◆ Brief:
Reproduce each record exactly.

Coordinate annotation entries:
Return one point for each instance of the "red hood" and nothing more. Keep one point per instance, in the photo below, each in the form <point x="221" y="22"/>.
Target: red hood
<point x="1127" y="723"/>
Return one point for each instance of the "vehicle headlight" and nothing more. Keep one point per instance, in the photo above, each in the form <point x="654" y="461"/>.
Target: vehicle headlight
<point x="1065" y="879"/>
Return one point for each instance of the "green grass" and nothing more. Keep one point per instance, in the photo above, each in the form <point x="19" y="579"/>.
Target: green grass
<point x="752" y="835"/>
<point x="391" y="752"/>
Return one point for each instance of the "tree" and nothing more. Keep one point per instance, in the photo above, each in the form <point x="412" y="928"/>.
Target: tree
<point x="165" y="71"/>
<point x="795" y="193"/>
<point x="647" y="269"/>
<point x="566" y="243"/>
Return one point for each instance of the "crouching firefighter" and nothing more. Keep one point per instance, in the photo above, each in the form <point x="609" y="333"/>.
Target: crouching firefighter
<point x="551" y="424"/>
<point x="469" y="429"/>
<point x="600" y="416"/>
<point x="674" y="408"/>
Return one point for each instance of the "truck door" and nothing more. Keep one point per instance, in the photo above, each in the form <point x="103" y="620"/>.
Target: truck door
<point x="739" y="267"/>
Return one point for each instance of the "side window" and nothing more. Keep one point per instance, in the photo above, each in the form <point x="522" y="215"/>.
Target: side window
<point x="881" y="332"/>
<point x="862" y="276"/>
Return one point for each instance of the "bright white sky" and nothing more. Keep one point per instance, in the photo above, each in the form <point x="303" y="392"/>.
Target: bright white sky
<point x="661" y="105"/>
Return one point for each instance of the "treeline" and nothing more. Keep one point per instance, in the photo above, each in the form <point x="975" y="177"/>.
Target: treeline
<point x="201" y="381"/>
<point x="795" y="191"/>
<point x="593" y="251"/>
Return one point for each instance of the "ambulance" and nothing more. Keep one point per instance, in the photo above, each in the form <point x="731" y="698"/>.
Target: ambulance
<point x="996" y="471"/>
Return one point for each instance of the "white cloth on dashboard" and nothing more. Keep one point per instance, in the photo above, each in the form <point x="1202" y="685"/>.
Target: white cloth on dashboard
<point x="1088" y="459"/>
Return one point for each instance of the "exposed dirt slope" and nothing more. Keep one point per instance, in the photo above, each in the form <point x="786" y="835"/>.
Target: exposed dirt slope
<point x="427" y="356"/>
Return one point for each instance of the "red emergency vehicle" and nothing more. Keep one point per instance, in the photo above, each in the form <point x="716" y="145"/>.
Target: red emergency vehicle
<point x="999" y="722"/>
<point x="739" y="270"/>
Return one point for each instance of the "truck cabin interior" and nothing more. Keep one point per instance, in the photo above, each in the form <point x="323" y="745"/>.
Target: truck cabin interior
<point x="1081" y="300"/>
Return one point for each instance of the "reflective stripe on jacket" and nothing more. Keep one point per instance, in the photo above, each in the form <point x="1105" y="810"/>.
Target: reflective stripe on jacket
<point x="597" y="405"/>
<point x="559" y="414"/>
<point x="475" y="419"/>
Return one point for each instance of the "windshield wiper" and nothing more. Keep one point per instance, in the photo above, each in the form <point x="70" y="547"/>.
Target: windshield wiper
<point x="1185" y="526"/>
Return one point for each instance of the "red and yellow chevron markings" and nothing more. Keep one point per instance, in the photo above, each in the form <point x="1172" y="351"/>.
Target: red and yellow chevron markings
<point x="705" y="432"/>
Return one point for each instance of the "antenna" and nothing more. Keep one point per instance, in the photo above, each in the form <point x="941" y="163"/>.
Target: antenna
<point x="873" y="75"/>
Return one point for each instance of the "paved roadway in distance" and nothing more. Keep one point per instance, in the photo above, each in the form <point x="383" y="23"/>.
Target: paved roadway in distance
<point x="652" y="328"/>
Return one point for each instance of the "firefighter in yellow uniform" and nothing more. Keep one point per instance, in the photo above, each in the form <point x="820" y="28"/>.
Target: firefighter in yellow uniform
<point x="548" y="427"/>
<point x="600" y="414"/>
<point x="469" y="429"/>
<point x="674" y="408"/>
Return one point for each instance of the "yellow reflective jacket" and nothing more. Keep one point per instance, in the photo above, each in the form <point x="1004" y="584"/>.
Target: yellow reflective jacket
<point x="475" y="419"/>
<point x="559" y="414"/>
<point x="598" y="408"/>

◆ Output:
Return one point for each instance of the "red hood" and nothing more. Keep one point per instance, in the photo below, each in the form <point x="221" y="22"/>.
Target: red hood
<point x="1127" y="723"/>
Return one point for each instance of the "vehicle headlight" and nothing more. Keep one point per instance, in the photo above, each in the form <point x="654" y="461"/>.
Target: vehicle headlight
<point x="1065" y="879"/>
Return one point for each instance of the "green grass" and nothing more. Keep one point per instance, in the photo above, each in the form <point x="19" y="579"/>.
Target: green grass
<point x="752" y="835"/>
<point x="391" y="752"/>
Return one point for each instance of the "tree" and nothing more. Keep one point per instance, in the photo above, each in the form <point x="412" y="928"/>.
Target: tree
<point x="165" y="71"/>
<point x="795" y="193"/>
<point x="647" y="269"/>
<point x="566" y="243"/>
Return one point for each instance of the "crouching firefighter" and nothing more. Keep one point per instance, in the photo above, each in the form <point x="609" y="333"/>.
Target: crouching firefighter
<point x="551" y="424"/>
<point x="469" y="429"/>
<point x="600" y="416"/>
<point x="674" y="408"/>
Return one point for each instance of the "truck door" and nothing more. Keep one point per instance, in the photo above, each in the form <point x="103" y="620"/>.
Target: truck door
<point x="739" y="267"/>
Return one point for each instance of the "side window" and nothing more. Keep one point per instance, in the photo above, each in the form <point x="522" y="215"/>.
Target: side window
<point x="881" y="332"/>
<point x="862" y="276"/>
Return one point for each instance of the "bright white sky" and nothing more. Keep one point per instance, in the photo above, each in the form <point x="303" y="392"/>.
Target: bright white sky
<point x="661" y="105"/>
Return one point for each instance of the "treeline" and nothing more. Keep one point per instance, in the photo above, each in the form <point x="975" y="177"/>.
Target: treeline
<point x="201" y="381"/>
<point x="795" y="191"/>
<point x="593" y="251"/>
Return one point for each instance of the "ambulance" and nothing more. Keep one point per instance, in the photo above, each in the form <point x="731" y="698"/>.
Target: ambulance
<point x="996" y="471"/>
Return one point for each instance of the "white cloth on dashboard" and nothing more. Keep one point per instance, in the photo above, each in the form <point x="1202" y="685"/>.
Target: white cloth on dashboard
<point x="1088" y="459"/>
Return one point for each instance of the "exposed dirt slope" and nothing more. Keep one point per instance, in the photo above, each in the form <point x="786" y="835"/>.
Target: exposed dirt slope
<point x="427" y="356"/>
Return one point for each instance of the "red emergency vehicle" and nothing more. Keep one point per instance, in the photo above, each in the form <point x="716" y="145"/>.
Target: red emergency vehicle
<point x="999" y="722"/>
<point x="739" y="270"/>
Return one point for each instance of the "truck cabin interior" and nothing more. Keep one point per instance, in the photo above, each in the form <point x="323" y="745"/>.
Target: truck cabin interior
<point x="1081" y="300"/>
Return one point for each instance of the "reflective stripe on jacket" and nothing more. Keep one point per instance, in the photo above, each in the form <point x="1105" y="810"/>.
Target: reflective stripe on jacket
<point x="597" y="405"/>
<point x="559" y="414"/>
<point x="475" y="419"/>
Return one point for each instance of the "windshield wiper" and nothing more. Keep one point per instance, in the photo above, each in the form <point x="70" y="547"/>.
Target: windshield wiper
<point x="1185" y="526"/>
Return one point for each instance of the "red and yellow chevron markings" and nothing more. Keep one point per instance, in the photo above, each in the form <point x="1172" y="351"/>.
Target: red and yellow chevron markings
<point x="705" y="432"/>
Return one point for each instance of the "antenna" and nothing more. Keep one point per instance, in the photo above, each in the form <point x="941" y="163"/>.
Target: antenna
<point x="873" y="75"/>
Return one point for each instance of the "paved roadway in distance" and nothing more. Keep one point per instance, in the photo above, each in the form <point x="383" y="23"/>.
Target: paved roadway in distance
<point x="652" y="328"/>
Return one point for each instance of the "firefighter in yellow uniform" and nothing more. Keep one point per instance, in the photo above, each in the form <point x="820" y="28"/>.
Target: firefighter in yellow uniform
<point x="548" y="427"/>
<point x="600" y="414"/>
<point x="469" y="429"/>
<point x="674" y="408"/>
Return one point for each instance of the "yellow reflective jacket" and nothing more. Keep one point per instance, in the photo above, each in the form <point x="1004" y="584"/>.
Target: yellow reflective jacket
<point x="475" y="419"/>
<point x="559" y="414"/>
<point x="598" y="408"/>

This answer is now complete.